- Opening Delimiter -

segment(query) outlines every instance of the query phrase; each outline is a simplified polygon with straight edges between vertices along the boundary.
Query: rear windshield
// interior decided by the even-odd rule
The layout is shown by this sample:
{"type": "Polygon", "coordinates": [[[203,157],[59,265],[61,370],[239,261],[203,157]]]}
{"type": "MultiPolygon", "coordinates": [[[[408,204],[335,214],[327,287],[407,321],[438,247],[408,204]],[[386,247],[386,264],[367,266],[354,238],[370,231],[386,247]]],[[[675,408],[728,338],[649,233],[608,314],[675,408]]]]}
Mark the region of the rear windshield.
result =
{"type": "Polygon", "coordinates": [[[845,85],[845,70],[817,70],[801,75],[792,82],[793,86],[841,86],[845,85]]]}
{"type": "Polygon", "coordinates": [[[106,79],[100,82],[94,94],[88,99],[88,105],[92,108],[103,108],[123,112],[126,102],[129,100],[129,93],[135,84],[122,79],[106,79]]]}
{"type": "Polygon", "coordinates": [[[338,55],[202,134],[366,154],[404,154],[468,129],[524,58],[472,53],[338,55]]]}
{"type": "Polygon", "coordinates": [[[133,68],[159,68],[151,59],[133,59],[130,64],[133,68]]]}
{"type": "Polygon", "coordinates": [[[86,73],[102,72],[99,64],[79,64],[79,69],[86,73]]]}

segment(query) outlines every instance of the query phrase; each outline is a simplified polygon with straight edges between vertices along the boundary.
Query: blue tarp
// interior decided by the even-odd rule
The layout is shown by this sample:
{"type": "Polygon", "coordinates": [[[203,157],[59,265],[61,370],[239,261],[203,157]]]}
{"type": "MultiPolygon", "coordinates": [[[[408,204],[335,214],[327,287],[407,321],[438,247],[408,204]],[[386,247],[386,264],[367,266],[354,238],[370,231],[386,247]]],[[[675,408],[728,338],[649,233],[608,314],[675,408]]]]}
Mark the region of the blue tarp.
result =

- Closing Delimiter -

Problem: Set the material down exactly as written, starting at its first line. The line containing "Mark the region of the rear windshield." is the last one to include.

Result:
segment(query) outlines every instance of the query phrase; each outline is a simplified polygon with straight edges between vertices along the boundary.
Query: rear windshield
// interior decided by the even-odd rule
The layout is shown by this sample:
{"type": "Polygon", "coordinates": [[[203,157],[59,265],[61,370],[239,261],[203,157]]]}
{"type": "MultiPolygon", "coordinates": [[[[408,204],[335,214],[327,287],[407,321],[438,247],[408,204]],[[386,247],[386,264],[367,266],[354,238],[370,231],[386,247]]],[[[675,408],[728,338],[649,233],[608,314],[675,408]]]]}
Mark the region of the rear windshield.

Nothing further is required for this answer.